++++ TEXTO DE REFERÊNCIA ++++

As ruínas da Igreja do Rosário dos
Homens Pretos ficam localizadas no Povoado de Muribeca dos Guararapes,
município de Jaboatão dos Guararapes. Situada na parte mais baixa do povoado,
no extremo sul da Rua da Matriz, a igreja fica no lado oposto à Igreja Matriz
do povoado, também sob a invocação de Nossa Senhora do Rosário. Sua condição de
ruínas é um dos aspectos mais característicos e peculiares da localidade.
O povoado de Muribeca data do primeiro
século de colonização em Pernambuco – século XVI, sendo um dos principais
centros açucareiros da antiga Capitania de Pernambuco. Chegou a possuir cerca
de 20 engenhos de cana-de-açúcar, ocasionando uma grande presença de mão de
obra escrava africana na localidade. Os escravos africanos, trazidos de
diversos lugares do continente africano (Guiné Bissau, Costa da Mina, Benguela,
Congo, Cabinda, Angola e Moçambique) possuíam línguas diferentes, costumes
diversos e crenças religiosas particulares de cada povo e região. Porém, para
sobreviver e resistir à dor do cativeiro e à distância de seus parentes e de
sua terra natal, os escravos e negros livres tratavam de se organizar em
irmandades religiosas católicas, tais como as irmandades do Rosário dos Homens
Pretos.
As irmandades do Rosário dos Homens
Pretos eram agremiações religiosas presentes nos lugares onde havia abundância
de escravos. Seu objetivo era unir os escravos e os negros livres em sua nova
terra, tanto para a ajuda mútua entre seus membros, como para expressar seus
anseios por liberdade. As irmandades também representavam uma forma de
resistência cultural à escravidão e à dominação do homem branco, pois apesar de
seguirem os ritos da religião católica, muitas de suas manifestações eram de
origem africana. Entre estas, pode-se citar a presença de danças, batuques,
símbolos religiosos e a tradicional coroação do Rei e Rainha do Congo.
A coroação do Rei Congo ou Congada era
uma celebração realizada durantes as festas de Nossa Senhora do Rosário dos
Pretos, que aconteciam no mês de outubro. Neste evento, eram escolhidos, entre
os negros presentes, um rei e uma rainha que iriam exercer uma jurisdição
simbólica sobre seus súditos. Remetendo a muitos dos mesmos rituais religiosos
realizados na África, seguiam em procissão com arqueiros à frente, calungas
enfeitadas, símbolos religiosos, com músicas e danças e outras manifestações
culturais que dariam origem futuramente ao Maracatu.

++++ DADOS REGISTRADOS ++++

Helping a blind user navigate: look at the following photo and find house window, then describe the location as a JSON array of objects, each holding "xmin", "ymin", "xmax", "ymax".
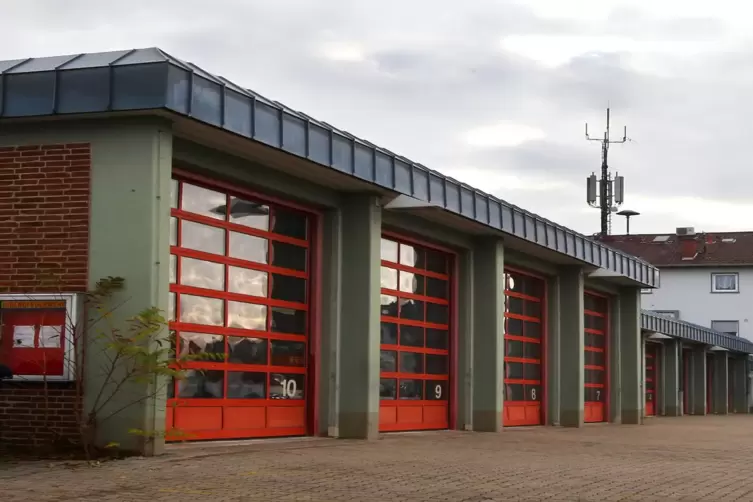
[
  {"xmin": 711, "ymin": 273, "xmax": 740, "ymax": 293},
  {"xmin": 711, "ymin": 321, "xmax": 740, "ymax": 336}
]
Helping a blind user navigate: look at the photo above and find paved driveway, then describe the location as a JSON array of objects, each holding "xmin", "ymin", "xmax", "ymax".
[{"xmin": 0, "ymin": 415, "xmax": 753, "ymax": 502}]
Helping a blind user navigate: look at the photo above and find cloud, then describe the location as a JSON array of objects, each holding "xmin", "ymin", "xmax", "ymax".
[{"xmin": 0, "ymin": 0, "xmax": 753, "ymax": 233}]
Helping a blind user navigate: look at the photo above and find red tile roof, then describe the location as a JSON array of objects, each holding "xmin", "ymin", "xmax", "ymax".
[{"xmin": 597, "ymin": 232, "xmax": 753, "ymax": 267}]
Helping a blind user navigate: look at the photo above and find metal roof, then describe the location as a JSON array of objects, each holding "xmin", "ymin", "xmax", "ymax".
[
  {"xmin": 0, "ymin": 48, "xmax": 659, "ymax": 287},
  {"xmin": 641, "ymin": 310, "xmax": 753, "ymax": 354}
]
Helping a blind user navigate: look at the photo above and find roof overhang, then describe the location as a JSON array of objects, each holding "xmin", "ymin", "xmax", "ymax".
[
  {"xmin": 646, "ymin": 333, "xmax": 672, "ymax": 340},
  {"xmin": 641, "ymin": 310, "xmax": 753, "ymax": 354}
]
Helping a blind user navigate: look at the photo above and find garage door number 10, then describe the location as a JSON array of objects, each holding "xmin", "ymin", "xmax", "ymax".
[{"xmin": 280, "ymin": 378, "xmax": 298, "ymax": 397}]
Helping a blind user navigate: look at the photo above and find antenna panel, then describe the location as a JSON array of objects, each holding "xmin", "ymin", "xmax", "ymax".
[
  {"xmin": 614, "ymin": 176, "xmax": 625, "ymax": 206},
  {"xmin": 586, "ymin": 174, "xmax": 597, "ymax": 204}
]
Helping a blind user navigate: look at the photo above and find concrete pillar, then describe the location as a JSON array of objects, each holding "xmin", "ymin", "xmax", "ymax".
[
  {"xmin": 473, "ymin": 239, "xmax": 505, "ymax": 432},
  {"xmin": 455, "ymin": 249, "xmax": 475, "ymax": 430},
  {"xmin": 690, "ymin": 347, "xmax": 707, "ymax": 415},
  {"xmin": 619, "ymin": 288, "xmax": 645, "ymax": 424},
  {"xmin": 711, "ymin": 351, "xmax": 729, "ymax": 415},
  {"xmin": 338, "ymin": 194, "xmax": 382, "ymax": 439},
  {"xmin": 661, "ymin": 340, "xmax": 682, "ymax": 417},
  {"xmin": 83, "ymin": 124, "xmax": 172, "ymax": 455},
  {"xmin": 729, "ymin": 354, "xmax": 748, "ymax": 413},
  {"xmin": 316, "ymin": 209, "xmax": 342, "ymax": 437},
  {"xmin": 559, "ymin": 267, "xmax": 584, "ymax": 427},
  {"xmin": 545, "ymin": 276, "xmax": 562, "ymax": 425},
  {"xmin": 607, "ymin": 295, "xmax": 622, "ymax": 424}
]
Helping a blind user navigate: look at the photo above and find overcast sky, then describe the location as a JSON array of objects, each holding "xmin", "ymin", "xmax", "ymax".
[{"xmin": 0, "ymin": 0, "xmax": 753, "ymax": 234}]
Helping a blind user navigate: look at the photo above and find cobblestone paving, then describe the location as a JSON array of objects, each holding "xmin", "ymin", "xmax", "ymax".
[{"xmin": 0, "ymin": 415, "xmax": 753, "ymax": 502}]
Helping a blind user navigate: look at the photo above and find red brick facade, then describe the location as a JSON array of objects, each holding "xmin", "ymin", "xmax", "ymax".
[
  {"xmin": 0, "ymin": 382, "xmax": 79, "ymax": 451},
  {"xmin": 0, "ymin": 143, "xmax": 91, "ymax": 293},
  {"xmin": 0, "ymin": 143, "xmax": 91, "ymax": 449}
]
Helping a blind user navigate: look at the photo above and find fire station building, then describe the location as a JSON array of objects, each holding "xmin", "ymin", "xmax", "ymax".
[{"xmin": 0, "ymin": 49, "xmax": 753, "ymax": 453}]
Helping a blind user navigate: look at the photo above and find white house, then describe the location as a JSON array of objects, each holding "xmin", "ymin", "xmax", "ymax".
[{"xmin": 602, "ymin": 227, "xmax": 753, "ymax": 340}]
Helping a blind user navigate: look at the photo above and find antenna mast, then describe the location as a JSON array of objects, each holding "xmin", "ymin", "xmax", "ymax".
[{"xmin": 586, "ymin": 108, "xmax": 627, "ymax": 235}]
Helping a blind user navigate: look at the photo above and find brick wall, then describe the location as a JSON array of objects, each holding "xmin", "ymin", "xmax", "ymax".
[
  {"xmin": 0, "ymin": 143, "xmax": 91, "ymax": 293},
  {"xmin": 0, "ymin": 381, "xmax": 79, "ymax": 453},
  {"xmin": 0, "ymin": 143, "xmax": 91, "ymax": 449}
]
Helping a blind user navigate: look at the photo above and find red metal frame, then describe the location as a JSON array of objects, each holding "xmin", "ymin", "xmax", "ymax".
[
  {"xmin": 167, "ymin": 169, "xmax": 322, "ymax": 440},
  {"xmin": 502, "ymin": 266, "xmax": 548, "ymax": 427},
  {"xmin": 583, "ymin": 291, "xmax": 611, "ymax": 423},
  {"xmin": 645, "ymin": 342, "xmax": 659, "ymax": 417},
  {"xmin": 379, "ymin": 231, "xmax": 458, "ymax": 432}
]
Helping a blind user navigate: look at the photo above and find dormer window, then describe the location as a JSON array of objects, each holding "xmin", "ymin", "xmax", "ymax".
[{"xmin": 711, "ymin": 273, "xmax": 740, "ymax": 293}]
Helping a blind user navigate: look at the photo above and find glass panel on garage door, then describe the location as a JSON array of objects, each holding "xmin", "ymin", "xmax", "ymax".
[
  {"xmin": 502, "ymin": 270, "xmax": 546, "ymax": 426},
  {"xmin": 646, "ymin": 342, "xmax": 659, "ymax": 417},
  {"xmin": 167, "ymin": 176, "xmax": 313, "ymax": 439},
  {"xmin": 583, "ymin": 293, "xmax": 609, "ymax": 422},
  {"xmin": 379, "ymin": 236, "xmax": 452, "ymax": 431}
]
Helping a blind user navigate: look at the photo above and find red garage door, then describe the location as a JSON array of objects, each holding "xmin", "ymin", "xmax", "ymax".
[
  {"xmin": 646, "ymin": 343, "xmax": 659, "ymax": 417},
  {"xmin": 379, "ymin": 235, "xmax": 452, "ymax": 431},
  {"xmin": 167, "ymin": 175, "xmax": 314, "ymax": 439},
  {"xmin": 583, "ymin": 293, "xmax": 609, "ymax": 422},
  {"xmin": 502, "ymin": 269, "xmax": 546, "ymax": 426}
]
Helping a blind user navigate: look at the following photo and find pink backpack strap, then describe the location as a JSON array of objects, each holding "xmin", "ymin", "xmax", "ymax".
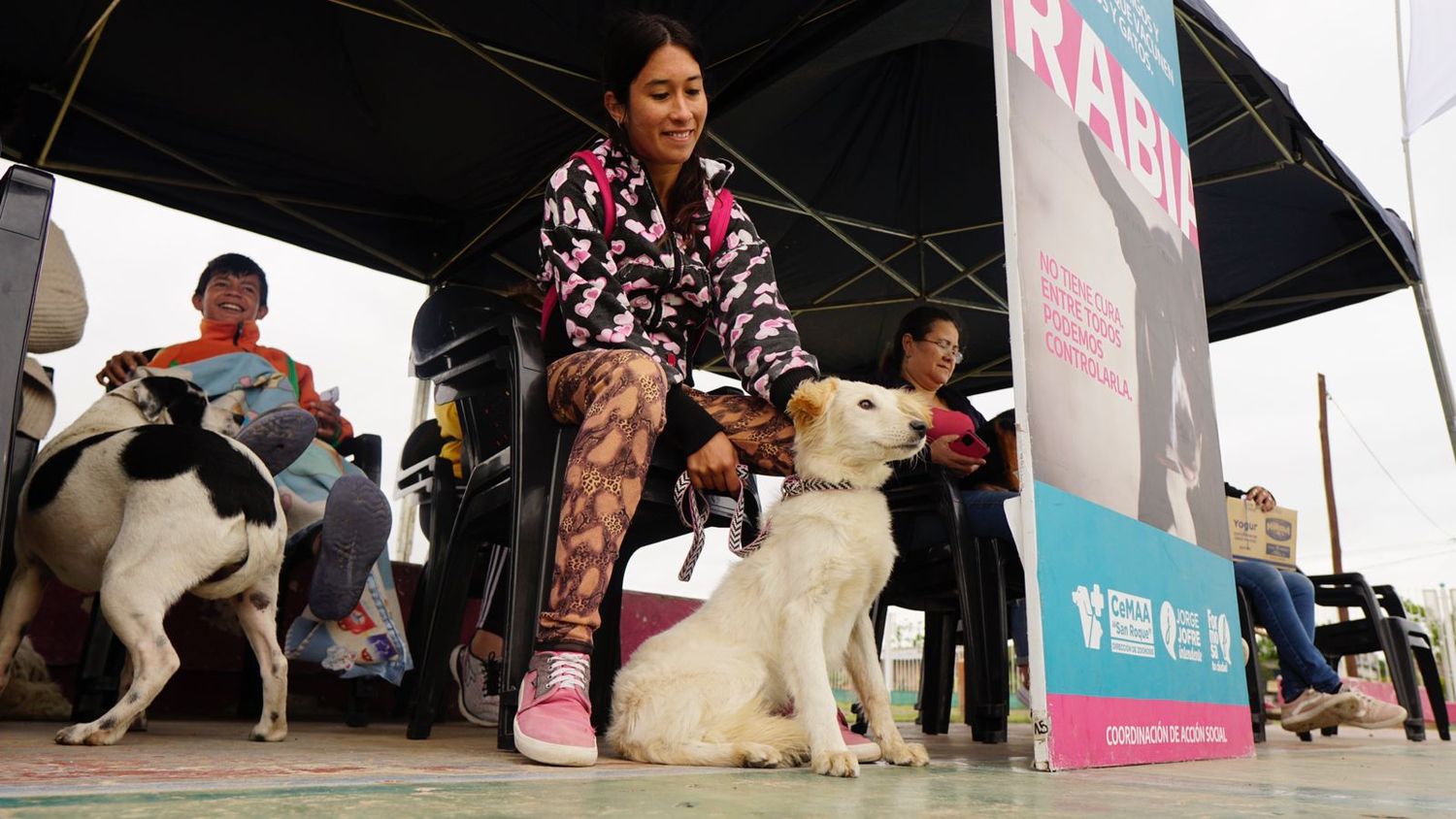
[
  {"xmin": 542, "ymin": 151, "xmax": 617, "ymax": 339},
  {"xmin": 689, "ymin": 187, "xmax": 733, "ymax": 358},
  {"xmin": 708, "ymin": 187, "xmax": 733, "ymax": 258}
]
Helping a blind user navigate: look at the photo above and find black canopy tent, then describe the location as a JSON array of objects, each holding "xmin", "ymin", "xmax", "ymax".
[{"xmin": 0, "ymin": 0, "xmax": 1420, "ymax": 390}]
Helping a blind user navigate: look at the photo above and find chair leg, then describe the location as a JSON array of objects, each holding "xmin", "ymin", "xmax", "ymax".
[
  {"xmin": 1379, "ymin": 617, "xmax": 1426, "ymax": 742},
  {"xmin": 495, "ymin": 430, "xmax": 576, "ymax": 751},
  {"xmin": 1238, "ymin": 589, "xmax": 1269, "ymax": 742},
  {"xmin": 952, "ymin": 539, "xmax": 1010, "ymax": 745},
  {"xmin": 1411, "ymin": 635, "xmax": 1452, "ymax": 742},
  {"xmin": 405, "ymin": 514, "xmax": 477, "ymax": 739},
  {"xmin": 920, "ymin": 611, "xmax": 955, "ymax": 735},
  {"xmin": 590, "ymin": 561, "xmax": 628, "ymax": 735},
  {"xmin": 395, "ymin": 479, "xmax": 460, "ymax": 716}
]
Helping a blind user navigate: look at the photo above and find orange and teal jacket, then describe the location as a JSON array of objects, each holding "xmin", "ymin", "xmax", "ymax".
[{"xmin": 150, "ymin": 318, "xmax": 354, "ymax": 443}]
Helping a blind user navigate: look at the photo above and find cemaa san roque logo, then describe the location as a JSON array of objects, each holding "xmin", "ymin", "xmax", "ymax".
[
  {"xmin": 1208, "ymin": 608, "xmax": 1234, "ymax": 673},
  {"xmin": 1158, "ymin": 601, "xmax": 1203, "ymax": 662},
  {"xmin": 1072, "ymin": 583, "xmax": 1104, "ymax": 649},
  {"xmin": 1107, "ymin": 589, "xmax": 1158, "ymax": 658}
]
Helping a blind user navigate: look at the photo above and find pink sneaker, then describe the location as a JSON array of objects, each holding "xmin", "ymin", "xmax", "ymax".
[
  {"xmin": 515, "ymin": 652, "xmax": 597, "ymax": 769},
  {"xmin": 835, "ymin": 708, "xmax": 884, "ymax": 763}
]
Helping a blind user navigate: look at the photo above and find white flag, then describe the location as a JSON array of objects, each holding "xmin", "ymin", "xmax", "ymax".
[{"xmin": 1397, "ymin": 0, "xmax": 1456, "ymax": 137}]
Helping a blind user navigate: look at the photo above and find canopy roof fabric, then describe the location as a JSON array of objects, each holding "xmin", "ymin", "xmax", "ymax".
[{"xmin": 0, "ymin": 0, "xmax": 1420, "ymax": 390}]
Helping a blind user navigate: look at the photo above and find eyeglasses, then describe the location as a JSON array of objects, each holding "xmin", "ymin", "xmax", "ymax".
[{"xmin": 916, "ymin": 339, "xmax": 966, "ymax": 364}]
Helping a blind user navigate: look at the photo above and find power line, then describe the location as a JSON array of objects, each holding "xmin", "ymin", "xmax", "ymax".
[{"xmin": 1325, "ymin": 391, "xmax": 1456, "ymax": 540}]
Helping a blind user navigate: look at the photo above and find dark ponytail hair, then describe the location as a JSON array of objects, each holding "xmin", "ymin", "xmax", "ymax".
[
  {"xmin": 879, "ymin": 304, "xmax": 961, "ymax": 377},
  {"xmin": 602, "ymin": 12, "xmax": 708, "ymax": 236}
]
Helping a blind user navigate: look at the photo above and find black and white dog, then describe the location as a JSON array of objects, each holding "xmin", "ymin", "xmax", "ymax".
[{"xmin": 0, "ymin": 376, "xmax": 288, "ymax": 745}]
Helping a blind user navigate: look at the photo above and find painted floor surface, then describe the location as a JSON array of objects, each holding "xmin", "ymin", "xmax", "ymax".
[{"xmin": 0, "ymin": 722, "xmax": 1456, "ymax": 819}]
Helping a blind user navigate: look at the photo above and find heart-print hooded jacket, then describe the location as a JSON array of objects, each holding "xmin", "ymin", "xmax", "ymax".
[{"xmin": 542, "ymin": 140, "xmax": 818, "ymax": 452}]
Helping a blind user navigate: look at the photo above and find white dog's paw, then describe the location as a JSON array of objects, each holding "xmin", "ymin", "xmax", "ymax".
[
  {"xmin": 248, "ymin": 711, "xmax": 288, "ymax": 742},
  {"xmin": 881, "ymin": 740, "xmax": 931, "ymax": 769},
  {"xmin": 55, "ymin": 719, "xmax": 127, "ymax": 745},
  {"xmin": 814, "ymin": 751, "xmax": 859, "ymax": 777},
  {"xmin": 737, "ymin": 742, "xmax": 792, "ymax": 769}
]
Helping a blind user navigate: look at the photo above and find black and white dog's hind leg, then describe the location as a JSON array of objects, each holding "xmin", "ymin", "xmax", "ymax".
[
  {"xmin": 0, "ymin": 554, "xmax": 50, "ymax": 691},
  {"xmin": 844, "ymin": 614, "xmax": 931, "ymax": 767},
  {"xmin": 55, "ymin": 555, "xmax": 195, "ymax": 745}
]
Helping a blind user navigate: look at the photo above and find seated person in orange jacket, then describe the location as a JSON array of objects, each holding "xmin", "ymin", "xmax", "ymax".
[{"xmin": 96, "ymin": 253, "xmax": 390, "ymax": 621}]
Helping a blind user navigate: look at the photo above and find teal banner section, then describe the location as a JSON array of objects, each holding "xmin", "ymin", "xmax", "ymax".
[{"xmin": 1034, "ymin": 481, "xmax": 1248, "ymax": 705}]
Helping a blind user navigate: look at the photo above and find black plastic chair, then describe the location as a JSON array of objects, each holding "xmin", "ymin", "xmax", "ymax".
[
  {"xmin": 408, "ymin": 286, "xmax": 759, "ymax": 749},
  {"xmin": 238, "ymin": 434, "xmax": 384, "ymax": 728},
  {"xmin": 0, "ymin": 164, "xmax": 55, "ymax": 575},
  {"xmin": 1309, "ymin": 572, "xmax": 1450, "ymax": 742},
  {"xmin": 1235, "ymin": 588, "xmax": 1269, "ymax": 742},
  {"xmin": 876, "ymin": 470, "xmax": 1021, "ymax": 743}
]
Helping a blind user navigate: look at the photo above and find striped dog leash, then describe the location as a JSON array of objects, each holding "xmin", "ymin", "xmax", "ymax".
[{"xmin": 673, "ymin": 464, "xmax": 855, "ymax": 583}]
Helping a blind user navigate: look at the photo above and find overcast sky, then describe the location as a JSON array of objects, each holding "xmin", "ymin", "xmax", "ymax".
[{"xmin": 0, "ymin": 0, "xmax": 1456, "ymax": 616}]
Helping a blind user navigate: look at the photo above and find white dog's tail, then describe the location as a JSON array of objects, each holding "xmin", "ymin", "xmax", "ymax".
[{"xmin": 608, "ymin": 703, "xmax": 810, "ymax": 769}]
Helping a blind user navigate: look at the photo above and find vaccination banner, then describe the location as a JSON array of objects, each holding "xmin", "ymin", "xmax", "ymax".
[{"xmin": 992, "ymin": 0, "xmax": 1254, "ymax": 770}]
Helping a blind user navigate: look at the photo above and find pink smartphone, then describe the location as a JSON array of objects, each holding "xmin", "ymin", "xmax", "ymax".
[{"xmin": 951, "ymin": 432, "xmax": 992, "ymax": 458}]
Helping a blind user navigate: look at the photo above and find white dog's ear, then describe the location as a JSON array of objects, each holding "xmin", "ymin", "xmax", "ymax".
[
  {"xmin": 900, "ymin": 388, "xmax": 935, "ymax": 426},
  {"xmin": 133, "ymin": 376, "xmax": 207, "ymax": 426},
  {"xmin": 788, "ymin": 378, "xmax": 839, "ymax": 426}
]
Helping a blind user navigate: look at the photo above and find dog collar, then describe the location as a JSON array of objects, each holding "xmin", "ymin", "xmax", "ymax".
[
  {"xmin": 673, "ymin": 464, "xmax": 859, "ymax": 583},
  {"xmin": 783, "ymin": 475, "xmax": 859, "ymax": 499}
]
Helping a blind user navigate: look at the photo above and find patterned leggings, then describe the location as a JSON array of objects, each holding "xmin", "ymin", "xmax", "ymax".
[{"xmin": 536, "ymin": 349, "xmax": 794, "ymax": 652}]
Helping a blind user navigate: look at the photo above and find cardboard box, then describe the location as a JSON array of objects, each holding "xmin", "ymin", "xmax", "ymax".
[{"xmin": 1228, "ymin": 498, "xmax": 1299, "ymax": 569}]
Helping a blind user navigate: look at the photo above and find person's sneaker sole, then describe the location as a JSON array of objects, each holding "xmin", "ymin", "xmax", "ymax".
[
  {"xmin": 1280, "ymin": 696, "xmax": 1360, "ymax": 734},
  {"xmin": 1340, "ymin": 717, "xmax": 1406, "ymax": 731},
  {"xmin": 844, "ymin": 740, "xmax": 885, "ymax": 763},
  {"xmin": 309, "ymin": 475, "xmax": 390, "ymax": 621},
  {"xmin": 450, "ymin": 646, "xmax": 501, "ymax": 728},
  {"xmin": 512, "ymin": 720, "xmax": 597, "ymax": 769},
  {"xmin": 238, "ymin": 408, "xmax": 319, "ymax": 475}
]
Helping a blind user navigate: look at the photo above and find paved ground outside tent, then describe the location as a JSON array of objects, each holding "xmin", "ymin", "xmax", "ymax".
[{"xmin": 0, "ymin": 722, "xmax": 1456, "ymax": 818}]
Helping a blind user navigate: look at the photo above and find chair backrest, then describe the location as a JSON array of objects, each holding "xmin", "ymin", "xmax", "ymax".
[
  {"xmin": 0, "ymin": 164, "xmax": 55, "ymax": 564},
  {"xmin": 335, "ymin": 434, "xmax": 384, "ymax": 486}
]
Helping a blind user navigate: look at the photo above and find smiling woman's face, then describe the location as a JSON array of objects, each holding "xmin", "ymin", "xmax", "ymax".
[
  {"xmin": 608, "ymin": 44, "xmax": 708, "ymax": 164},
  {"xmin": 192, "ymin": 274, "xmax": 268, "ymax": 321}
]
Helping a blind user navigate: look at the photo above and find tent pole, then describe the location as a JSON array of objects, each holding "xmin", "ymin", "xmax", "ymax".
[
  {"xmin": 1392, "ymin": 0, "xmax": 1456, "ymax": 465},
  {"xmin": 35, "ymin": 0, "xmax": 121, "ymax": 167},
  {"xmin": 708, "ymin": 133, "xmax": 922, "ymax": 297}
]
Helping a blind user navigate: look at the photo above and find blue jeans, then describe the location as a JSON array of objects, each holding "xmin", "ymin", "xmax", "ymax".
[
  {"xmin": 1234, "ymin": 560, "xmax": 1340, "ymax": 703},
  {"xmin": 909, "ymin": 489, "xmax": 1028, "ymax": 662}
]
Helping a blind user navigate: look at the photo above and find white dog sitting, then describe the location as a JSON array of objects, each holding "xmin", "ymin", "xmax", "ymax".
[
  {"xmin": 608, "ymin": 378, "xmax": 929, "ymax": 777},
  {"xmin": 0, "ymin": 376, "xmax": 288, "ymax": 745}
]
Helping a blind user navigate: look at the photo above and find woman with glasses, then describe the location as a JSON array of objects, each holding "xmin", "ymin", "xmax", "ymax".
[{"xmin": 879, "ymin": 304, "xmax": 1030, "ymax": 702}]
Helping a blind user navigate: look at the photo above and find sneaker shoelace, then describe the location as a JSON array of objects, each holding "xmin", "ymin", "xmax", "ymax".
[{"xmin": 546, "ymin": 655, "xmax": 591, "ymax": 691}]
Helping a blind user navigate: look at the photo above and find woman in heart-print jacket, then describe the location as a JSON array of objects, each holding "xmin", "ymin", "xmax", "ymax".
[{"xmin": 504, "ymin": 12, "xmax": 862, "ymax": 766}]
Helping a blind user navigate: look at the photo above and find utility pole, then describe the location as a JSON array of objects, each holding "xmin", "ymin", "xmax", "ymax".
[{"xmin": 1319, "ymin": 373, "xmax": 1356, "ymax": 676}]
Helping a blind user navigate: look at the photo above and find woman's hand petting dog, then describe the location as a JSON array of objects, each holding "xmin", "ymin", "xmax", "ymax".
[
  {"xmin": 96, "ymin": 349, "xmax": 148, "ymax": 390},
  {"xmin": 687, "ymin": 432, "xmax": 739, "ymax": 495},
  {"xmin": 303, "ymin": 400, "xmax": 344, "ymax": 441},
  {"xmin": 926, "ymin": 435, "xmax": 986, "ymax": 475}
]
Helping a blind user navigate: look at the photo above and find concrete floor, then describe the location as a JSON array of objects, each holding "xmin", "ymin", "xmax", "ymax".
[{"xmin": 0, "ymin": 722, "xmax": 1456, "ymax": 819}]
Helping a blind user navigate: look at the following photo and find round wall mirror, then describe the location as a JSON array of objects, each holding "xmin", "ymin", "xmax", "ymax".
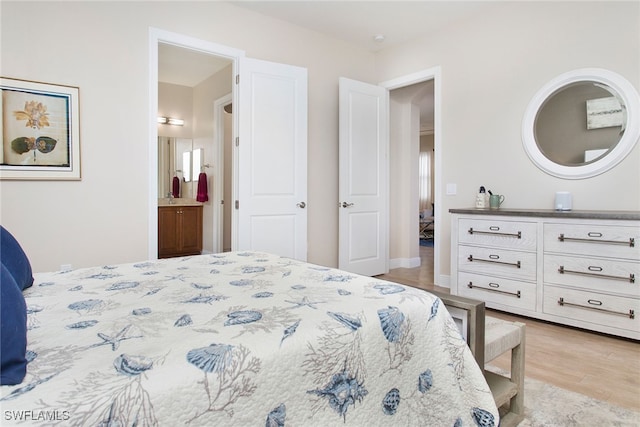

++++

__INSTRUÇÕES__.
A. Segundo o texto sobre as ruínas da igreja, quantos engenhos de cana-de-açúcar o povoado de Muribeca chegou a possuir?
B. Reproduza o trecho do texto sobre as ruínas da igreja que começa com "A coroação do" e segue até "futuramente ao Maracatu.".
Os itens são um material separado do texto.

__RESPOSTAS__.
A. Cerca de 20 engenhos de cana-de-açúcar.

B.
A coroação do Rei Congo ou Congada era
uma celebração realizada durantes as festas de Nossa Senhora do Rosário dos
Pretos, que aconteciam no mês de outubro. Neste evento, eram escolhidos, entre
os negros presentes, um rei e uma rainha que iriam exercer uma jurisdição
simbólica sobre seus súditos. Remetendo a muitos dos mesmos rituais religiosos
realizados na África, seguiam em procissão com arqueiros à frente, calungas
enfeitadas, símbolos religiosos, com músicas e danças e outras manifestações
culturais que dariam origem futuramente ao Maracatu.